* _Task brief_
How many lines of these entries hold the string "path"? Reply with the number alone.

* _Material provided_

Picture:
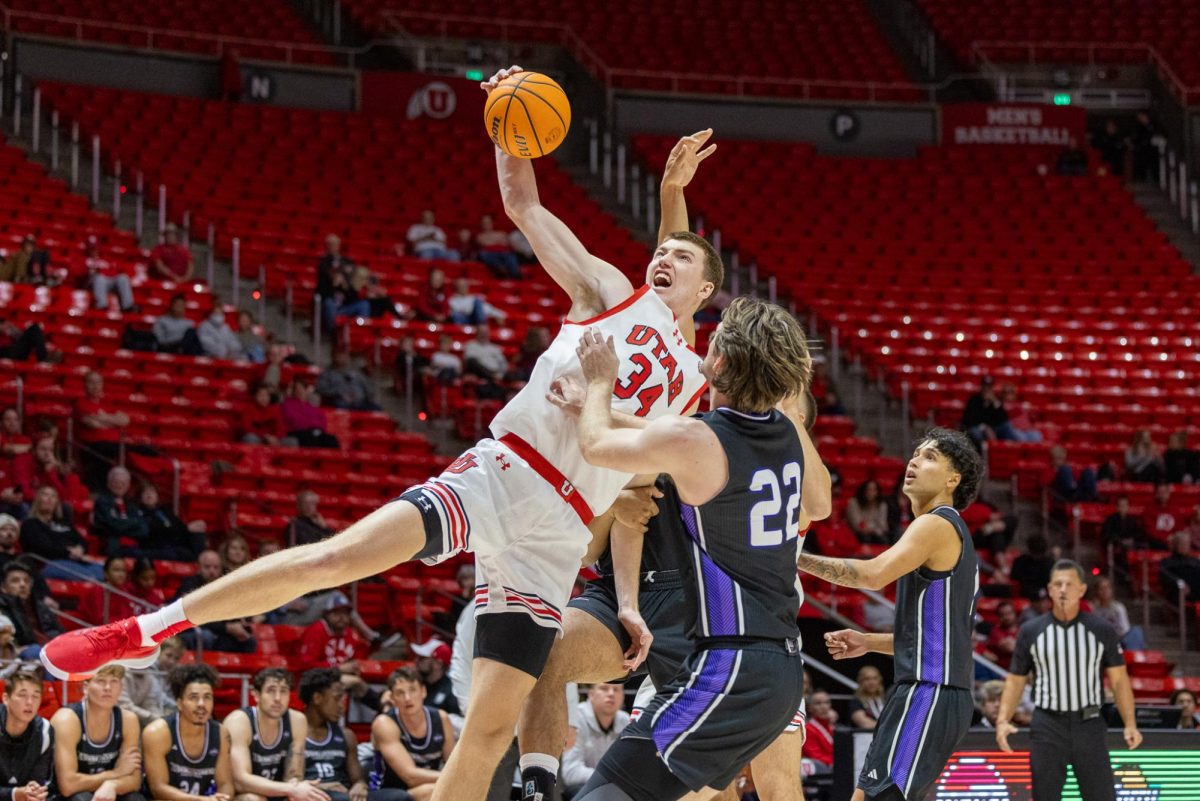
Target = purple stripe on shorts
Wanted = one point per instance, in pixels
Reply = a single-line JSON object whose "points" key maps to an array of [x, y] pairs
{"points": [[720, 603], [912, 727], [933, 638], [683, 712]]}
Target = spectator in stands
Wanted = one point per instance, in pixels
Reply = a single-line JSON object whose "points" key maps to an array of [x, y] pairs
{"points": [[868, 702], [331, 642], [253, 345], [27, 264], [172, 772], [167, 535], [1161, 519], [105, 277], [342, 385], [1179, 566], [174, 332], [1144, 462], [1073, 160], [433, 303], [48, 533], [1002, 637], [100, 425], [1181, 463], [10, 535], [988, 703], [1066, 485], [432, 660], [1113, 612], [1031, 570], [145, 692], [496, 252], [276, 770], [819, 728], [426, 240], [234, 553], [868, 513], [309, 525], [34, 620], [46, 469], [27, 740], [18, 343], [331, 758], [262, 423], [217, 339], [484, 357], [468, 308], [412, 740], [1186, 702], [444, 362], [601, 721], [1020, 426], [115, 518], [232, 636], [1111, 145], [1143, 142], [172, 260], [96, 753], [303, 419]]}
--
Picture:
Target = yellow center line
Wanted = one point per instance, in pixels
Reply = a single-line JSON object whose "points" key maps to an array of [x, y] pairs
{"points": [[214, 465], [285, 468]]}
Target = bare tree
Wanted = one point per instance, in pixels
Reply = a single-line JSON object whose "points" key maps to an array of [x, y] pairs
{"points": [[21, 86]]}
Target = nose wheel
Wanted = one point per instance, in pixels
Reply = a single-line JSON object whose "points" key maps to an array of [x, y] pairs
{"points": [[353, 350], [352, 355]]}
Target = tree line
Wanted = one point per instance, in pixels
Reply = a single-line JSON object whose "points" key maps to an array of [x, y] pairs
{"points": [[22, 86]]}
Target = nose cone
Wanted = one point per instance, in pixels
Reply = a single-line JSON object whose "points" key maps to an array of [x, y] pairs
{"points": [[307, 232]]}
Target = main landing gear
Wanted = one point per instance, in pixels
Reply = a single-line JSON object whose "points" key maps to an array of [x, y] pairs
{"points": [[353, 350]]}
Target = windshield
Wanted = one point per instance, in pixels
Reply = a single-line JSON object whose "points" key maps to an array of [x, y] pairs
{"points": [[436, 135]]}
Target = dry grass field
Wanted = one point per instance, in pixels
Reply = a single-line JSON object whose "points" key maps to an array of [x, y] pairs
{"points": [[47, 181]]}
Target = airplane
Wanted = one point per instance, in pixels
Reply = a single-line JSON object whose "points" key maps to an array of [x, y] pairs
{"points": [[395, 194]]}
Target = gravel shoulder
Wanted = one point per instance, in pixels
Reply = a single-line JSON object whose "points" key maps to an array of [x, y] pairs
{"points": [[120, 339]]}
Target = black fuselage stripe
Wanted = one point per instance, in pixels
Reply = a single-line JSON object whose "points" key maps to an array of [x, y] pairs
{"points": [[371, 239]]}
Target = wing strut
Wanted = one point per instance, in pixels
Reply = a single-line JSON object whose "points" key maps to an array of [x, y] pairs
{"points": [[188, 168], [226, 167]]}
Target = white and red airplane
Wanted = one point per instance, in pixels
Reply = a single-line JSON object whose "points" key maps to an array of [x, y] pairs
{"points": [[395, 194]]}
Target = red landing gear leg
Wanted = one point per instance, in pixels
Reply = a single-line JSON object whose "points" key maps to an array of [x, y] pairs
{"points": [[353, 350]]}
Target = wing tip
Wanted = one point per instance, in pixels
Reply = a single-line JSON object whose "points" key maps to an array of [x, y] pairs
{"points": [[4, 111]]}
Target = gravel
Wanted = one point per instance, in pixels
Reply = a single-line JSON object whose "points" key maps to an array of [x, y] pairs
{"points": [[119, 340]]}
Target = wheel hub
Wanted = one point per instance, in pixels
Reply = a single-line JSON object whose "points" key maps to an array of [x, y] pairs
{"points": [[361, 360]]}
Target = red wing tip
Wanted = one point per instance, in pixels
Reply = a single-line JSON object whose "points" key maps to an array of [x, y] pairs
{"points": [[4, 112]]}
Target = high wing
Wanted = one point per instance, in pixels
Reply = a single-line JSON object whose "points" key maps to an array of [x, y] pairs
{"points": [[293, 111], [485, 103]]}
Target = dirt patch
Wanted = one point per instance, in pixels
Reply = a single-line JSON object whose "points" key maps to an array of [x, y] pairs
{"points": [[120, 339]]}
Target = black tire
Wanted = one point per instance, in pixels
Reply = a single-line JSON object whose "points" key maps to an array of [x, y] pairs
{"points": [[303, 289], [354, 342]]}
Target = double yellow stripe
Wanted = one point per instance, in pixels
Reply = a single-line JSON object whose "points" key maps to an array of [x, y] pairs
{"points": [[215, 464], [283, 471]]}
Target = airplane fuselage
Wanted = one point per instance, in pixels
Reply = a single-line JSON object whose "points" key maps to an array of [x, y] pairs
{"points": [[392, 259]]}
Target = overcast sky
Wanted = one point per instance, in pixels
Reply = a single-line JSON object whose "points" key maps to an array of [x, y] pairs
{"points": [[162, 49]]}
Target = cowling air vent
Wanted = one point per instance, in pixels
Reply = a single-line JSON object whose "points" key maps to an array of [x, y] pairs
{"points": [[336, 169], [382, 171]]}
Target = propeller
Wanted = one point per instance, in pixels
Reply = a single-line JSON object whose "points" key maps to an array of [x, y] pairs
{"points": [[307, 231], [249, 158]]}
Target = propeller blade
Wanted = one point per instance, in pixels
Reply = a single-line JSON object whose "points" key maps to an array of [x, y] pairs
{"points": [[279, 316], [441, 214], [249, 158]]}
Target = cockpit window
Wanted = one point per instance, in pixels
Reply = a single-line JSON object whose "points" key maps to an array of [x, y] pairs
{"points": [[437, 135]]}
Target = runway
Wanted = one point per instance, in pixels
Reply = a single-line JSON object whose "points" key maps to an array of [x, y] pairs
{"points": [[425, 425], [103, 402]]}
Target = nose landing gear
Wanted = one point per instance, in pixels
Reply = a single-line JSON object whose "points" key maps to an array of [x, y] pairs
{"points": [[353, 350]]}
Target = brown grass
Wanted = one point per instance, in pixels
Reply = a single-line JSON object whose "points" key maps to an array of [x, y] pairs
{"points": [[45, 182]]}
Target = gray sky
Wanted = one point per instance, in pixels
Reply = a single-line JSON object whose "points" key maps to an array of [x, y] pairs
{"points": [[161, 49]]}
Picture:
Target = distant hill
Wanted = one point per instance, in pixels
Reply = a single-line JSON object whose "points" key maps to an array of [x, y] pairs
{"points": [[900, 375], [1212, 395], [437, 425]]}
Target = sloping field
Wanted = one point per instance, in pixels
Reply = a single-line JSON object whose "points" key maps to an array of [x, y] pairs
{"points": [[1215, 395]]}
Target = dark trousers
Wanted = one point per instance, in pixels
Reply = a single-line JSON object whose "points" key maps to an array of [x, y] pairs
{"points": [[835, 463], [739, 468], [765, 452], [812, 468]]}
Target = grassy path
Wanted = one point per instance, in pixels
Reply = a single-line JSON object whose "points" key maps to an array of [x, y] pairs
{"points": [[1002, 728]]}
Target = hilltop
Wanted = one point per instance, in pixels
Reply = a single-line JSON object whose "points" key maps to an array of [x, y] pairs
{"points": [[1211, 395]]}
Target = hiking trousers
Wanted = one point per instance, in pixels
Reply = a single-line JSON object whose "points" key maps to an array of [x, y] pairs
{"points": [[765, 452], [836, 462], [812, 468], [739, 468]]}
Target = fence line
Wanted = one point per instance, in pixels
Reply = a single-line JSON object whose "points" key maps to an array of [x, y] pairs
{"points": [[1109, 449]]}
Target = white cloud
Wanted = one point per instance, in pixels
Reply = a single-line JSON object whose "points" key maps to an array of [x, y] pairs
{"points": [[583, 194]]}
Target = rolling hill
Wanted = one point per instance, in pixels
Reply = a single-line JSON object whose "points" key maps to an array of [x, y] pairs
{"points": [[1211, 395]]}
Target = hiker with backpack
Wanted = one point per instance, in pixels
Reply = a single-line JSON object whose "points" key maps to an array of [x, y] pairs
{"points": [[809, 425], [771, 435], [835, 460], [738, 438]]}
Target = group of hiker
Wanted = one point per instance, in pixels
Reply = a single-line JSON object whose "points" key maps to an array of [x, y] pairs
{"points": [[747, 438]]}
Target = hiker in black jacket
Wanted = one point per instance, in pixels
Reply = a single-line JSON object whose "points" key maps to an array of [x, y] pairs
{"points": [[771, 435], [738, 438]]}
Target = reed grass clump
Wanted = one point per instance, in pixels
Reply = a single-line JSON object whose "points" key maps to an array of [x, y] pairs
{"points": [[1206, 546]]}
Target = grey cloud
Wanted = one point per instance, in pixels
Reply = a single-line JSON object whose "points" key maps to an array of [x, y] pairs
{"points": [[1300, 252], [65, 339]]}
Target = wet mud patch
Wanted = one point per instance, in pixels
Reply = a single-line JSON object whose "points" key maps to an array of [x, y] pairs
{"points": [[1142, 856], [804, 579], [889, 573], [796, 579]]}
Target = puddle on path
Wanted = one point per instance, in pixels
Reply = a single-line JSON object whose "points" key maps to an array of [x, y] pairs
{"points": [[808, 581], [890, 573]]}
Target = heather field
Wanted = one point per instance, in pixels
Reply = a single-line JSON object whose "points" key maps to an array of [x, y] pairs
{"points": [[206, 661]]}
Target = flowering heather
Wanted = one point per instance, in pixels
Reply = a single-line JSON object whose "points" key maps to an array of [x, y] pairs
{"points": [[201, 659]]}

* _Written solution_
2